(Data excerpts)
== Segment start ==

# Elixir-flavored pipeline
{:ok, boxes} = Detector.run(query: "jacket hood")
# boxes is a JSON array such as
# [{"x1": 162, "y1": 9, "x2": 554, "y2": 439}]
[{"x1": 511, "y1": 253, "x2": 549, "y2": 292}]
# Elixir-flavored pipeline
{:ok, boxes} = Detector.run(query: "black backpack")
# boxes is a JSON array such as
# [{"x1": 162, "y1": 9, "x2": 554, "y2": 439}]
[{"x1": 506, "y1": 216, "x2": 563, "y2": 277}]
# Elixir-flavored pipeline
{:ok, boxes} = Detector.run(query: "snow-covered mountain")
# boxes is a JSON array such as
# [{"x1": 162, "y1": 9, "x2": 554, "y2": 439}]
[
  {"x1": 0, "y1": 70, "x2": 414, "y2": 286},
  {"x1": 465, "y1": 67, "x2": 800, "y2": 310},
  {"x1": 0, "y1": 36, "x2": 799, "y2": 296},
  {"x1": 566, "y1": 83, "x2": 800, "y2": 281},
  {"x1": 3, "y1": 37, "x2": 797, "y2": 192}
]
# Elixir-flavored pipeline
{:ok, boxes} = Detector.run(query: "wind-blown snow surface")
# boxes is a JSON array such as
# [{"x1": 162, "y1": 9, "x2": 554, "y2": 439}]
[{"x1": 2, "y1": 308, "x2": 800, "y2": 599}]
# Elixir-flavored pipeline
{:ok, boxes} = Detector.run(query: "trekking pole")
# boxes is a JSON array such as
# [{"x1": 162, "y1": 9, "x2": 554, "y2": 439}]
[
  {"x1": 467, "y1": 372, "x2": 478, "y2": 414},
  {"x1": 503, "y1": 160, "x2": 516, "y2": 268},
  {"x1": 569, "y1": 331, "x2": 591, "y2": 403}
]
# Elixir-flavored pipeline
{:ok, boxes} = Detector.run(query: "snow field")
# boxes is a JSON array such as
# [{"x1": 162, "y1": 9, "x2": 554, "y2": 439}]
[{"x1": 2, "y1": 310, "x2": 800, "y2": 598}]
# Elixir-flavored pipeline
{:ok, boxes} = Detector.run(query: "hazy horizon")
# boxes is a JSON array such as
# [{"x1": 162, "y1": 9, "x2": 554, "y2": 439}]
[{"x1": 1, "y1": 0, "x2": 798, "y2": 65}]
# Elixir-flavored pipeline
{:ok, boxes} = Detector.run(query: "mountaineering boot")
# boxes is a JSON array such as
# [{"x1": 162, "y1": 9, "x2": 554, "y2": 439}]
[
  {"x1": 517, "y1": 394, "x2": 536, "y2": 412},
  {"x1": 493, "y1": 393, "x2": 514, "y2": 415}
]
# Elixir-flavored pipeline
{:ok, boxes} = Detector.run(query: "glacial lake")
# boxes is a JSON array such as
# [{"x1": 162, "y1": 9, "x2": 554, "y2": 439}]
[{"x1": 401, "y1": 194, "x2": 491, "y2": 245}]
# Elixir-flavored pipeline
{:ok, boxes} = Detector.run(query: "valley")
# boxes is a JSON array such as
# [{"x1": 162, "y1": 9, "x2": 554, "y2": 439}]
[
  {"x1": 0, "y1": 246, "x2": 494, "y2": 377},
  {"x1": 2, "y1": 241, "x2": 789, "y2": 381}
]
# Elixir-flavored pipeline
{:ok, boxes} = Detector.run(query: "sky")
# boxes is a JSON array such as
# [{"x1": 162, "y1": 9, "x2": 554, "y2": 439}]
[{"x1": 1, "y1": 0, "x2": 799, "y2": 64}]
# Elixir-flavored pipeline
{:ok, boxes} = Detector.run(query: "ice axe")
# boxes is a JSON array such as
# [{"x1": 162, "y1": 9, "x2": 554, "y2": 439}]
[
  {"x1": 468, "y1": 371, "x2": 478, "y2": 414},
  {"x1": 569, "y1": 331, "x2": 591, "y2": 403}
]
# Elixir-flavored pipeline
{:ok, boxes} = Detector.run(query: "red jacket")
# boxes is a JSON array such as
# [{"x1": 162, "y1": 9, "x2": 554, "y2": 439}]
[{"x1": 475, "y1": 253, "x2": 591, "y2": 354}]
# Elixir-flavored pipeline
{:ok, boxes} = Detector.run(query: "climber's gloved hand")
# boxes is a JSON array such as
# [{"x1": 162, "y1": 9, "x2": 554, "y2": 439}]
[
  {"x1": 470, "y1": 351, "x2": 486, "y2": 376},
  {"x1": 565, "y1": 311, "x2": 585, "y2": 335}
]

== Segment end ==

◆ **Exercise description**:
Repeat the data in full, matching each line exactly.

◆ **Reply to the exercise**:
# Elixir-flavored pipeline
{:ok, boxes} = Detector.run(query: "jacket hood")
# boxes is a JSON array such as
# [{"x1": 162, "y1": 9, "x2": 554, "y2": 439}]
[{"x1": 511, "y1": 253, "x2": 549, "y2": 292}]
# Elixir-flavored pipeline
{:ok, boxes} = Detector.run(query: "black backpack")
# boxes is a JSON array such as
# [{"x1": 162, "y1": 9, "x2": 554, "y2": 439}]
[{"x1": 506, "y1": 216, "x2": 563, "y2": 277}]
# Elixir-flavored pipeline
{:ok, boxes} = Detector.run(query: "snow-covered mountain")
# boxes is a JSON array such as
# [{"x1": 162, "y1": 9, "x2": 554, "y2": 439}]
[
  {"x1": 0, "y1": 70, "x2": 414, "y2": 286},
  {"x1": 465, "y1": 67, "x2": 800, "y2": 310},
  {"x1": 0, "y1": 36, "x2": 799, "y2": 296},
  {"x1": 566, "y1": 83, "x2": 800, "y2": 281},
  {"x1": 3, "y1": 37, "x2": 797, "y2": 192}
]
# Elixir-flavored pipeline
{:ok, boxes} = Detector.run(query: "wind-blown snow surface")
# boxes is a JSON array such as
# [{"x1": 162, "y1": 9, "x2": 554, "y2": 439}]
[{"x1": 2, "y1": 308, "x2": 800, "y2": 599}]
# Elixir-flavored pipeline
{:ok, boxes} = Detector.run(query: "trekking pole")
# boxes is a JSON array such as
# [{"x1": 162, "y1": 9, "x2": 554, "y2": 439}]
[
  {"x1": 467, "y1": 372, "x2": 478, "y2": 414},
  {"x1": 503, "y1": 160, "x2": 516, "y2": 268},
  {"x1": 569, "y1": 331, "x2": 591, "y2": 403}
]
# Elixir-flavored pipeline
{:ok, boxes} = Detector.run(query: "snow field")
# boxes is a JSON array such as
# [{"x1": 162, "y1": 9, "x2": 554, "y2": 439}]
[{"x1": 2, "y1": 310, "x2": 800, "y2": 598}]
# Elixir-flavored pipeline
{:ok, boxes} = Detector.run(query: "hazy horizon")
# boxes is a JSON array such as
# [{"x1": 162, "y1": 9, "x2": 554, "y2": 439}]
[{"x1": 1, "y1": 0, "x2": 798, "y2": 65}]
# Elixir-flavored pipeline
{:ok, boxes} = Detector.run(query: "mountaineering boot")
# boxes is a JSON array such as
# [{"x1": 162, "y1": 9, "x2": 554, "y2": 439}]
[
  {"x1": 517, "y1": 394, "x2": 536, "y2": 412},
  {"x1": 493, "y1": 393, "x2": 514, "y2": 415}
]
# Elixir-flavored pipeline
{:ok, boxes} = Detector.run(query: "glacial lake")
# boxes is a JSON array such as
# [{"x1": 162, "y1": 9, "x2": 554, "y2": 439}]
[{"x1": 401, "y1": 194, "x2": 491, "y2": 245}]
# Elixir-flavored pipeline
{:ok, boxes} = Detector.run(query: "valley")
# boxes is a JSON array such as
# [{"x1": 162, "y1": 9, "x2": 554, "y2": 439}]
[
  {"x1": 0, "y1": 246, "x2": 494, "y2": 377},
  {"x1": 2, "y1": 241, "x2": 789, "y2": 381}
]
# Elixir-flavored pipeline
{:ok, boxes} = Detector.run(query: "sky")
# boxes is a JSON array such as
# [{"x1": 162, "y1": 9, "x2": 554, "y2": 439}]
[{"x1": 1, "y1": 0, "x2": 799, "y2": 64}]
# Elixir-flavored pipeline
{:ok, boxes} = Detector.run(query: "ice axe")
# boxes is a JSON array such as
# [{"x1": 162, "y1": 9, "x2": 554, "y2": 439}]
[
  {"x1": 468, "y1": 371, "x2": 478, "y2": 414},
  {"x1": 569, "y1": 331, "x2": 591, "y2": 403}
]
# Elixir-flavored pipeline
{:ok, boxes} = Detector.run(query: "red jacket")
# boxes is a JSON array such as
# [{"x1": 162, "y1": 9, "x2": 554, "y2": 439}]
[{"x1": 475, "y1": 253, "x2": 591, "y2": 354}]
# Elixir-flavored pipeline
{:ok, boxes} = Detector.run(query: "climber's gloved hand")
# boxes is a JSON array such as
# [{"x1": 162, "y1": 9, "x2": 554, "y2": 439}]
[
  {"x1": 470, "y1": 351, "x2": 486, "y2": 376},
  {"x1": 565, "y1": 311, "x2": 585, "y2": 335}
]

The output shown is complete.